DOCUMENT:
--- --- ---

Re: [tesseract-ocr] Re: Leptonica sometimes mangles images when using PDF output mode

Lucas L. Fri, 29 Mar 2019 13:05:04 -0700

OK, I appreciate the suggestion and clarification, but the aptitude package 
manager doesn't seem to have a later version than the one that I have now. 
I suppose I should build it from source, but your own page for installing 
from source suggests using aptitude first. 
tesseract-ocr is already the newest version (4.00~git2844-607e8fd8-2).
0 upgraded, 0 newly installed, 0 to remove and 0 not upgraded.


Also, how could there be a permissions issue when the PDF is created, just 
not sized correctly? I would expect the PDF to not be created at all if 
that were the case.

On Friday, March 29, 2019 at 2:52:28 PM UTC-5, zdenop wrote:
>
> First of all: upgrade to the latest tesseract code. A lot fo fixes were 
> implemented in meantime
>
> Next: "Error in fopenWriteStream"  indicate problem with the writing. 
> Check privileges, space etc. Than try to use other format (jpeg, png) if it 
> helps.
>
> Zdenko
>
>
> pi 29. 3. 2019 o 17:42 Lucas L. <[email protected] <javascript:>> 
> napísal(a):
>
>> OK, I am running up against another issue, and it's getting weirder.

--- --- ---

DATA RECORDS:
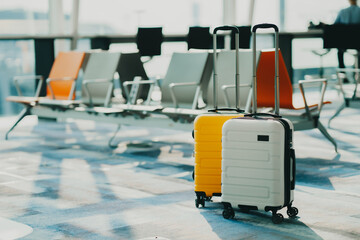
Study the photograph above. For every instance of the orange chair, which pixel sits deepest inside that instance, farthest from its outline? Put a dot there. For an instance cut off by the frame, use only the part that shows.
(61, 83)
(265, 95)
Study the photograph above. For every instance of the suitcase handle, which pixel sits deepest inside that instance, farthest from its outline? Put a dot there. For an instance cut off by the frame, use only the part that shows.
(263, 115)
(237, 70)
(292, 156)
(226, 109)
(265, 25)
(277, 95)
(226, 28)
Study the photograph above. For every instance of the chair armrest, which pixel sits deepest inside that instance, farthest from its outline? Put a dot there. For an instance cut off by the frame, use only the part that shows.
(138, 81)
(173, 96)
(49, 80)
(322, 93)
(356, 71)
(224, 88)
(32, 77)
(88, 82)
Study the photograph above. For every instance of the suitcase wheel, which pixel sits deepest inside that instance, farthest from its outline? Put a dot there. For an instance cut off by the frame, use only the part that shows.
(228, 213)
(277, 218)
(199, 201)
(292, 211)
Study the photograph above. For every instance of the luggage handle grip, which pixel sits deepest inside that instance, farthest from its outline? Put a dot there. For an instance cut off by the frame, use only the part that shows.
(263, 114)
(226, 28)
(237, 70)
(277, 82)
(292, 156)
(226, 110)
(265, 25)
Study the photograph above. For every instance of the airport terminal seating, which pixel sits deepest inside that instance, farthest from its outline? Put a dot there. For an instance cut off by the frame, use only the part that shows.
(349, 90)
(149, 40)
(199, 38)
(186, 85)
(186, 78)
(303, 114)
(345, 37)
(131, 66)
(61, 83)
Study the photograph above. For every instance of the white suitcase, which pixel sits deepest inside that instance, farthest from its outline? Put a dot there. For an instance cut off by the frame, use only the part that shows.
(258, 161)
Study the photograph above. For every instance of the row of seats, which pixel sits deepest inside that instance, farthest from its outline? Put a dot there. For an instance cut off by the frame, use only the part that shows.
(186, 89)
(149, 40)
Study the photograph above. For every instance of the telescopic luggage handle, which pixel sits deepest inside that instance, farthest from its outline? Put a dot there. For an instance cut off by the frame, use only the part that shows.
(237, 75)
(277, 95)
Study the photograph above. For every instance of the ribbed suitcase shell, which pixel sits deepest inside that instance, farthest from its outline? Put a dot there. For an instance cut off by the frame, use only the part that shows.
(253, 166)
(208, 147)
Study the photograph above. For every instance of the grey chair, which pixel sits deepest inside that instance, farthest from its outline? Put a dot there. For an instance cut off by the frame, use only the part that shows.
(98, 79)
(187, 76)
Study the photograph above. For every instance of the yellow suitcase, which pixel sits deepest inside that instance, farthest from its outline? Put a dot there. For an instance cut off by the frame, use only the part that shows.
(207, 135)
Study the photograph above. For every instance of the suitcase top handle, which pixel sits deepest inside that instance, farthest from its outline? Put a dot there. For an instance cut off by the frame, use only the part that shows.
(277, 95)
(237, 75)
(265, 25)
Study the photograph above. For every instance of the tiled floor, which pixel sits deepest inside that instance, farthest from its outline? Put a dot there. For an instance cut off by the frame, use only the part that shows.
(62, 180)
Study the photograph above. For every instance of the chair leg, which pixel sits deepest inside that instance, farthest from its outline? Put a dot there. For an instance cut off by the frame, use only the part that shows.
(23, 113)
(113, 137)
(326, 134)
(337, 113)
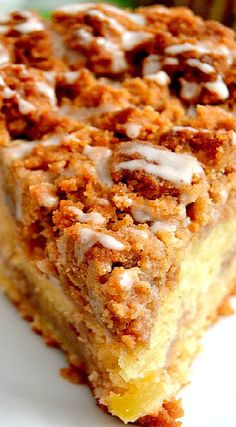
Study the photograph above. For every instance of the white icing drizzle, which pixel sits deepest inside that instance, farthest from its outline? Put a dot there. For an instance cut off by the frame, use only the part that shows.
(50, 76)
(128, 277)
(79, 215)
(171, 61)
(47, 200)
(30, 26)
(204, 67)
(17, 150)
(24, 106)
(71, 76)
(89, 238)
(101, 201)
(233, 137)
(218, 87)
(184, 128)
(4, 56)
(151, 64)
(111, 22)
(189, 90)
(54, 140)
(178, 168)
(47, 91)
(163, 225)
(131, 39)
(143, 214)
(100, 157)
(73, 8)
(133, 130)
(176, 49)
(161, 78)
(142, 233)
(118, 60)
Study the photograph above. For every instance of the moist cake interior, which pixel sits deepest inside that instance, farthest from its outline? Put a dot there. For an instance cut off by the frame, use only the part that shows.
(117, 204)
(184, 313)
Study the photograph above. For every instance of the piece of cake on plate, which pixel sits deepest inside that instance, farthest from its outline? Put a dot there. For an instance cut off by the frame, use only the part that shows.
(118, 208)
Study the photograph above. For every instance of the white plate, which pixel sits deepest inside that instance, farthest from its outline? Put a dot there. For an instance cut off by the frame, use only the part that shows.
(32, 393)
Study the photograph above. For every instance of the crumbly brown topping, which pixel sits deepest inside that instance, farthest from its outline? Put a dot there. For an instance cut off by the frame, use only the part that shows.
(113, 151)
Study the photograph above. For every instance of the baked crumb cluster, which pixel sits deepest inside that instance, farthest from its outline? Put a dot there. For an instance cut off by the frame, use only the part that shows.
(118, 138)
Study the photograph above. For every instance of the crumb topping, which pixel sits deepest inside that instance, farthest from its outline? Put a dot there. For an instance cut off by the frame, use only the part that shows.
(118, 146)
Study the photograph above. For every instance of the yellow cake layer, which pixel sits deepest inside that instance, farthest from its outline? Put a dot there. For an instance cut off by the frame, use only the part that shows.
(147, 377)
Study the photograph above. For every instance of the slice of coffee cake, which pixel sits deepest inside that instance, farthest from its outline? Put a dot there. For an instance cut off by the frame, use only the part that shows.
(118, 164)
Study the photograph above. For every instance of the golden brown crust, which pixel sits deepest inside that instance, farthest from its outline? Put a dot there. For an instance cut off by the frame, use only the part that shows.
(117, 151)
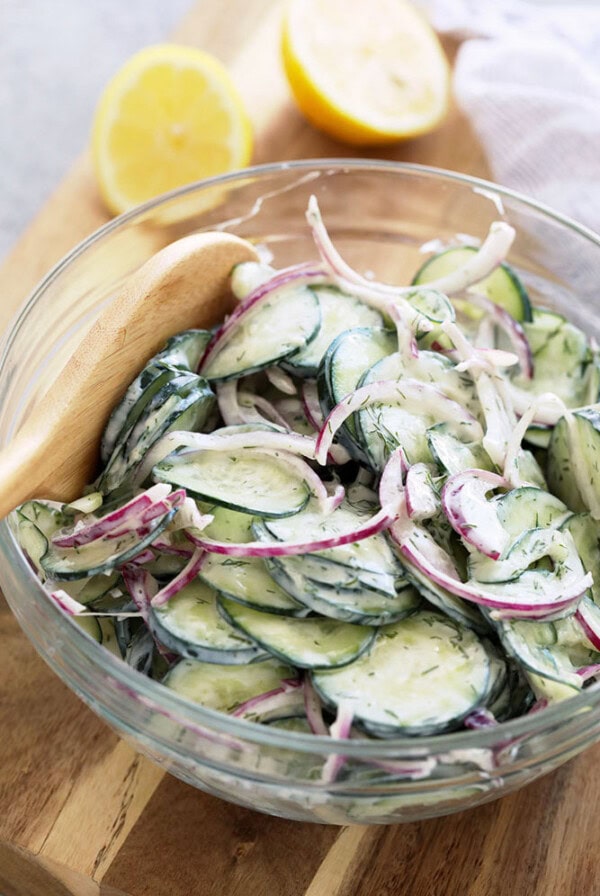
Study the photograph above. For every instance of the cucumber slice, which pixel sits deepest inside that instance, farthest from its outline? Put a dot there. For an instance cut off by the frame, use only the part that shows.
(243, 579)
(224, 688)
(573, 461)
(528, 507)
(191, 625)
(342, 367)
(103, 554)
(185, 349)
(305, 643)
(276, 329)
(372, 554)
(339, 312)
(185, 403)
(125, 415)
(586, 535)
(502, 286)
(252, 483)
(454, 456)
(348, 605)
(422, 675)
(247, 581)
(549, 652)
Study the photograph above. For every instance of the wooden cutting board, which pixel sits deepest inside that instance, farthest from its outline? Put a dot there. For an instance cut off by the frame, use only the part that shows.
(82, 814)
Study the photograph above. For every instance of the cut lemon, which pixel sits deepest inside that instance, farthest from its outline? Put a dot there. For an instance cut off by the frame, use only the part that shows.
(171, 115)
(366, 73)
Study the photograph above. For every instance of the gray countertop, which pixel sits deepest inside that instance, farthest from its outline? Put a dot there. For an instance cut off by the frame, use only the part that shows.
(55, 58)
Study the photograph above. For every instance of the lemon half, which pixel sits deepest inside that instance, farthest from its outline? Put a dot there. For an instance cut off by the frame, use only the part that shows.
(171, 115)
(367, 72)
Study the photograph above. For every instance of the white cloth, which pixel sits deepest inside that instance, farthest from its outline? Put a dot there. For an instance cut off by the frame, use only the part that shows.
(528, 77)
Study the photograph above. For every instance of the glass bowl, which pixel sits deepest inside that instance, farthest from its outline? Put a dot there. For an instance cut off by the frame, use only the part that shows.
(380, 215)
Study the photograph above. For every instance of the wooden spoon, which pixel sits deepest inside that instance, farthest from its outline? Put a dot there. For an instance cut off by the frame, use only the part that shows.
(55, 453)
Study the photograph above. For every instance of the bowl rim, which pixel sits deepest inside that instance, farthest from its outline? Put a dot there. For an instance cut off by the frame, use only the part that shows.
(154, 694)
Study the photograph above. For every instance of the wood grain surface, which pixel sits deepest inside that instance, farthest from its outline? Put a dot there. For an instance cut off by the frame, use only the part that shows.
(81, 814)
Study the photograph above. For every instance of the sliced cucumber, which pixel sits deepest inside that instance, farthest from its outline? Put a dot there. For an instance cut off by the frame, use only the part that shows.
(502, 286)
(190, 625)
(551, 651)
(372, 554)
(252, 483)
(574, 460)
(226, 687)
(339, 312)
(348, 605)
(276, 329)
(305, 643)
(185, 349)
(422, 675)
(342, 367)
(185, 402)
(454, 456)
(103, 554)
(586, 535)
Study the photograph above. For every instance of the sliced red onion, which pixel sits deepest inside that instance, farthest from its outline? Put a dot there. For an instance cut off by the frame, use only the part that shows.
(164, 544)
(511, 327)
(589, 623)
(549, 408)
(67, 604)
(281, 380)
(407, 344)
(499, 419)
(477, 267)
(187, 575)
(377, 523)
(480, 718)
(312, 409)
(422, 501)
(587, 490)
(340, 730)
(142, 587)
(123, 517)
(587, 672)
(146, 556)
(188, 517)
(313, 709)
(88, 504)
(491, 253)
(471, 515)
(424, 397)
(327, 502)
(277, 699)
(412, 769)
(419, 549)
(297, 274)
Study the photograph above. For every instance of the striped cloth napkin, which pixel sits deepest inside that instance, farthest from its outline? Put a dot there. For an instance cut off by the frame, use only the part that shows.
(527, 75)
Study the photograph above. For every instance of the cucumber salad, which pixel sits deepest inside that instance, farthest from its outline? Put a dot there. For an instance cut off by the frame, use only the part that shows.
(352, 508)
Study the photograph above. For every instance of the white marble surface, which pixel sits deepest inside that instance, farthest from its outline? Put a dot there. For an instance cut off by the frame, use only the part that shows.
(55, 57)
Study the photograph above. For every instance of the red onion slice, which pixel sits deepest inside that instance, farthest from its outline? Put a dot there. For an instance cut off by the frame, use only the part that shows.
(124, 517)
(511, 327)
(471, 515)
(419, 549)
(277, 699)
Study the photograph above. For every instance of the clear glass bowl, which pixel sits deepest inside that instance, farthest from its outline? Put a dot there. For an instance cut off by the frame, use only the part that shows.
(380, 216)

--- --- ---

WRITTEN INSTRUCTION: Carry on the Tesseract mailing-list thread from the point where it stops. The entries were taken from a different source than the Tesseract mailing-list thread.

EXERCISE OUTPUT:
>> Since Tesseract does not take PDFs as input, this service does the deed of 
>> breaking a PDF into pages, and then converting each of those pages to an 
>> image format (either lzw-compressed TIFF or uncompressed PPM if that 
>> fails). Somehow, if I run ImageMagick and then Tesseract on these pages 
>> individually from a command line using the same parameters in the service 
>> code, it runs fine processing the TIFF. But when the service runs, I get: 
>> Error in fopenWriteStream: stream not opened 
>> Error in pixWrite: stream not opened
>>
>> And the output pdf has all of the pages and they are not mangled... 
>> however they are shrunk into a tiny corner of the page. I have attached the 
>> resulting file. I feel that it is obvious from the fact that it works when 
>> I run it outside the service that it is a code issue... however I really am 
>> not sure what it could be doing differently from my command line. The pages 
>> come out looking great when I run tesseract on the individual pages 
>> manually. The errors do not appear when I run the command lines manually.
>>
>> The command lines and params I am using:
>>
>> Convert the input PDF (which is scanned and has no OCR layer) to input 
>> image:
>> convert -depth 16 -density 300 -colorspace RGB -despeckle -flatten -compress 
>> lzw -background white -alpha off "/path/pg_0010.pdf" "/path/pg_0010.tif"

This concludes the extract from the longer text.